— Start RECORDS FOR THIS TASK —

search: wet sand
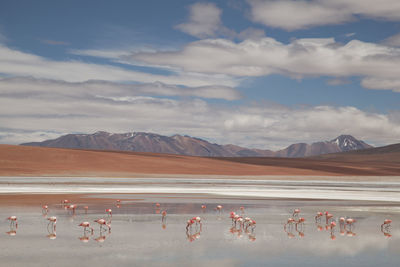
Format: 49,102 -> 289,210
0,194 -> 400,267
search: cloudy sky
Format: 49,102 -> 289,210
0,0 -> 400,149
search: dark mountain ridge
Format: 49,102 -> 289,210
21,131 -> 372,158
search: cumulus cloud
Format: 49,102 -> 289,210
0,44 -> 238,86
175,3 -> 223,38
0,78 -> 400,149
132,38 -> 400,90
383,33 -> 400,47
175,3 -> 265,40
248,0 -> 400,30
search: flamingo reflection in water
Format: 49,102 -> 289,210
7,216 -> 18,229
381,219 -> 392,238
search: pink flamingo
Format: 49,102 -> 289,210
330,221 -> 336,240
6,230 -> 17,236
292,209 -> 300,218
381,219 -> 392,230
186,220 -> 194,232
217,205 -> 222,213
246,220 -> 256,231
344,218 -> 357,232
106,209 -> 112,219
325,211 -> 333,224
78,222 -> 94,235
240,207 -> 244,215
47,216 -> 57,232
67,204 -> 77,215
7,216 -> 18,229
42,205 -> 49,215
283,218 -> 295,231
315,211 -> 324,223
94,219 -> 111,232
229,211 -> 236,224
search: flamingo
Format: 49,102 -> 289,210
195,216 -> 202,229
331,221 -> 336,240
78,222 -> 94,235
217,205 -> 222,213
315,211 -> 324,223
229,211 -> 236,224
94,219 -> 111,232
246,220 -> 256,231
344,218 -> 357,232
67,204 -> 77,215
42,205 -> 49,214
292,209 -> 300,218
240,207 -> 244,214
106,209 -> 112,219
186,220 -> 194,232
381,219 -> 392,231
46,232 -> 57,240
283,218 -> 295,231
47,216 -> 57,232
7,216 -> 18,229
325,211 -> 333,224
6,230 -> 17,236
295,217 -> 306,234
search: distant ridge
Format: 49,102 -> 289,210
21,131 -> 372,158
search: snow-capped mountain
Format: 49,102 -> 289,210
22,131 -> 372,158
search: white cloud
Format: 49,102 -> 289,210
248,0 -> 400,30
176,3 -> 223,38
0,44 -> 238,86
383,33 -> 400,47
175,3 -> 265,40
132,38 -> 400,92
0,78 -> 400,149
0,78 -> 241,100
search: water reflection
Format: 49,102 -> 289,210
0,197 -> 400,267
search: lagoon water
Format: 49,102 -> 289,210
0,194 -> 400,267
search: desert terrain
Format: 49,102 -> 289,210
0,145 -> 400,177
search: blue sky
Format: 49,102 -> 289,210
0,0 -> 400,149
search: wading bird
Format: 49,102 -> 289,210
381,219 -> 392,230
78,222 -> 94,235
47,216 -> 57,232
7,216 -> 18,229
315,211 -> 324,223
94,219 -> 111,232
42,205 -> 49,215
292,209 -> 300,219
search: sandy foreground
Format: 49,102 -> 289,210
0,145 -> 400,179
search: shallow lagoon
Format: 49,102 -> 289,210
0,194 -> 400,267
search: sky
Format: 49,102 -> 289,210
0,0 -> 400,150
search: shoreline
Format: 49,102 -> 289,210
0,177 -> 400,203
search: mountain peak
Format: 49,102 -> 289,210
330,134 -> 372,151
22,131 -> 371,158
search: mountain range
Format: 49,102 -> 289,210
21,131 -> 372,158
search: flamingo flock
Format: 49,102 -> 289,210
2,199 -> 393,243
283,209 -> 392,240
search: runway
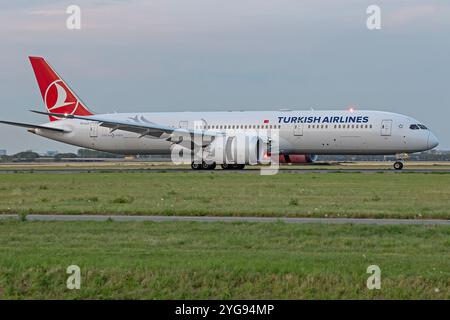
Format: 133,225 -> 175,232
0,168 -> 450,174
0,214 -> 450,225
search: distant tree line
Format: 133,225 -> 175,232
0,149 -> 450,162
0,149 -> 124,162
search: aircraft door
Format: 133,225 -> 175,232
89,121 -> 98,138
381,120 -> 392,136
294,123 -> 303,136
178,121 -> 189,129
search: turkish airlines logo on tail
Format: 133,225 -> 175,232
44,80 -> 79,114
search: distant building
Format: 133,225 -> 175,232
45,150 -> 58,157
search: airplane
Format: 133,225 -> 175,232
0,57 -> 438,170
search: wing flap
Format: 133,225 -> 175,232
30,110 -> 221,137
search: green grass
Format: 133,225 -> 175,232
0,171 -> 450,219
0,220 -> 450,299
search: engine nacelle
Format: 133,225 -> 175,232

— End RECORDS FOR THIS TASK —

• [EXERCISE TASK]:
Rewrite all of the material above as a numbered list with one line per entry. Skip blank lines and leave out the pictures.

• [WRITTEN ANSWER]:
1. search: wet sand
2. Format: 49,102 -> 289,210
3. 0,194 -> 400,267
4. search: cloudy sky
5. Format: 49,102 -> 289,210
6. 0,0 -> 400,149
7. search: dark mountain ridge
8. Format: 49,102 -> 289,210
9. 21,131 -> 372,158
10. search: cumulus cloud
11. Format: 49,102 -> 289,210
12. 0,44 -> 238,86
13. 175,3 -> 223,38
14. 0,78 -> 400,149
15. 132,38 -> 400,90
16. 383,33 -> 400,47
17. 175,3 -> 265,40
18. 248,0 -> 400,30
19. search: flamingo reflection in water
20. Format: 49,102 -> 289,210
21. 7,216 -> 18,229
22. 381,219 -> 392,238
23. search: pink flamingo
24. Format: 49,102 -> 289,210
25. 330,221 -> 336,240
26. 6,230 -> 17,236
27. 292,209 -> 300,218
28. 381,219 -> 392,230
29. 186,220 -> 194,232
30. 217,205 -> 222,213
31. 246,220 -> 256,231
32. 344,218 -> 357,232
33. 106,209 -> 112,219
34. 325,211 -> 333,224
35. 78,222 -> 94,235
36. 240,207 -> 244,215
37. 47,216 -> 57,232
38. 67,204 -> 77,215
39. 7,216 -> 18,229
40. 42,205 -> 49,215
41. 283,218 -> 295,231
42. 315,211 -> 324,223
43. 94,219 -> 111,232
44. 229,211 -> 236,224
45. search: flamingo
46. Format: 49,102 -> 289,210
47. 195,216 -> 202,229
48. 331,221 -> 336,240
49. 78,222 -> 94,235
50. 217,205 -> 222,213
51. 315,211 -> 324,223
52. 229,211 -> 236,224
53. 94,219 -> 111,232
54. 246,220 -> 256,231
55. 344,218 -> 357,232
56. 67,204 -> 77,215
57. 42,205 -> 49,214
58. 292,209 -> 300,218
59. 240,207 -> 244,214
60. 106,209 -> 112,219
61. 186,220 -> 194,232
62. 381,219 -> 392,231
63. 46,232 -> 57,240
64. 283,218 -> 295,231
65. 47,216 -> 57,232
66. 7,216 -> 18,229
67. 325,211 -> 333,224
68. 6,230 -> 17,236
69. 295,217 -> 306,234
70. search: distant ridge
71. Format: 49,102 -> 289,210
72. 21,131 -> 372,158
73. search: snow-capped mountain
74. Format: 49,102 -> 289,210
75. 22,131 -> 372,158
76. search: white cloud
77. Format: 49,102 -> 289,210
78. 248,0 -> 400,30
79. 176,3 -> 223,38
80. 0,44 -> 238,86
81. 383,33 -> 400,47
82. 175,3 -> 265,40
83. 132,38 -> 400,92
84. 0,78 -> 400,149
85. 0,78 -> 241,100
86. search: water reflection
87. Format: 49,102 -> 289,210
88. 0,197 -> 400,267
89. search: lagoon water
90. Format: 49,102 -> 289,210
91. 0,194 -> 400,267
92. search: desert terrain
93. Format: 49,102 -> 289,210
94. 0,145 -> 400,177
95. search: blue sky
96. Format: 49,102 -> 289,210
97. 0,0 -> 400,149
98. search: wading bird
99. Format: 49,102 -> 289,210
100. 381,219 -> 392,230
101. 78,222 -> 94,235
102. 47,216 -> 57,232
103. 7,216 -> 18,229
104. 315,211 -> 324,223
105. 94,219 -> 111,232
106. 42,205 -> 49,215
107. 292,209 -> 300,219
108. search: sandy foreground
109. Format: 49,102 -> 289,210
110. 0,145 -> 400,179
111. search: shallow lagoon
112. Format: 49,102 -> 289,210
113. 0,194 -> 400,267
114. search: sky
115. Format: 49,102 -> 289,210
116. 0,0 -> 400,150
117. search: shoreline
118. Format: 49,102 -> 289,210
119. 0,177 -> 400,203
120. search: mountain peak
121. Format: 49,102 -> 289,210
122. 330,134 -> 372,151
123. 22,131 -> 371,158
124. search: mountain range
125. Format: 49,102 -> 289,210
126. 21,131 -> 372,158
127. search: flamingo flock
128. Format: 49,102 -> 289,210
129. 2,199 -> 393,243
130. 283,209 -> 392,240
131. search: runway
132. Format: 133,225 -> 175,232
133. 0,168 -> 450,174
134. 0,214 -> 450,225
135. search: distant tree line
136. Format: 133,225 -> 175,232
137. 0,149 -> 450,162
138. 0,149 -> 124,162
139. search: aircraft door
140. Format: 133,225 -> 175,232
141. 89,121 -> 98,138
142. 381,120 -> 392,136
143. 294,123 -> 303,136
144. 178,121 -> 189,129
145. search: turkish airlines logo on tail
146. Format: 133,225 -> 175,232
147. 44,80 -> 79,114
148. search: distant building
149. Format: 133,225 -> 175,232
150. 45,150 -> 58,157
151. search: airplane
152. Format: 133,225 -> 175,232
153. 0,57 -> 438,170
154. search: wing flap
155. Format: 133,225 -> 175,232
156. 30,110 -> 221,137
157. search: green grass
158. Format: 133,225 -> 175,232
159. 0,171 -> 450,219
160. 0,220 -> 450,299
161. search: engine nacelle
162. Format: 133,225 -> 175,232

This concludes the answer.